**Set task**
Make an exact transcription of the material, leaving out all images.

**Dataset**
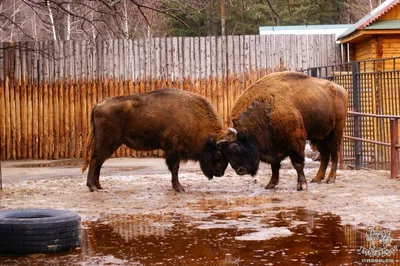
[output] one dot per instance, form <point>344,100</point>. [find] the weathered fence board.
<point>47,89</point>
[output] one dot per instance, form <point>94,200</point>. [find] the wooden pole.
<point>394,139</point>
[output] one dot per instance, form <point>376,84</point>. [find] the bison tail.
<point>89,145</point>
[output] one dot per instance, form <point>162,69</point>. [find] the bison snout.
<point>219,174</point>
<point>241,171</point>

**Reply**
[output] one dot per instance, form <point>344,100</point>. [find] the weathered fence board.
<point>47,89</point>
[output] one dot per instance, form <point>94,200</point>. [find] the wooden pole.
<point>394,139</point>
[output] one dot per instance, form <point>376,84</point>. [find] the bison tail.
<point>89,145</point>
[output] one dot per instance, form <point>162,69</point>. [find] the bison snout.
<point>219,174</point>
<point>241,171</point>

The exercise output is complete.